[Collected data]
## start
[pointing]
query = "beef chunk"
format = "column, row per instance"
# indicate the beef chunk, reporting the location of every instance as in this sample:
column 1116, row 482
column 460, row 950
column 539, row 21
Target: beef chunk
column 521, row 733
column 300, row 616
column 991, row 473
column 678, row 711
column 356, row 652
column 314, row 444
## end
Express the records above as a Markdown table with the columns "No." and "Line", numbering each line and omitting blank lines.

◆ Finished task:
| No. | Line |
|---|---|
| 1 | [pointing] |
| 2 | query = "beef chunk" |
| 3 | format = "column, row per instance" |
| 4 | # indicate the beef chunk, reporting the location of every instance as in this sample: |
| 5 | column 1116, row 482 |
| 6 | column 460, row 950 |
| 7 | column 539, row 21 |
| 8 | Target: beef chunk |
| 9 | column 521, row 733 |
| 10 | column 300, row 616 |
| 11 | column 991, row 473 |
| 12 | column 678, row 711 |
| 13 | column 356, row 652 |
| 14 | column 314, row 444 |